• TASK INSTRUCTIONS:
Could you please write out the data shown below, exactly and in full?

Saved entries:

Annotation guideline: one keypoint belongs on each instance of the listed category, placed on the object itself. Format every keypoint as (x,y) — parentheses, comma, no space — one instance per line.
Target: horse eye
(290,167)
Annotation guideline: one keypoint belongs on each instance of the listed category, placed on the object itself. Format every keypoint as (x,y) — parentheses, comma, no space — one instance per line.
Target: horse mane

• TASK OUTPUT:
Annotation guideline: one keypoint belongs on each instance of the listed category, placed on the object itself. Format every keypoint as (x,y) — parentheses, comma, no space — one instance per line.
Target: horse eye
(290,167)
Annotation guideline: one keypoint belongs on each instance of the listed category, placed on the object itself. Format every keypoint as (x,y) — parentheses, comma, no space — one instance per line.
Target: horse mane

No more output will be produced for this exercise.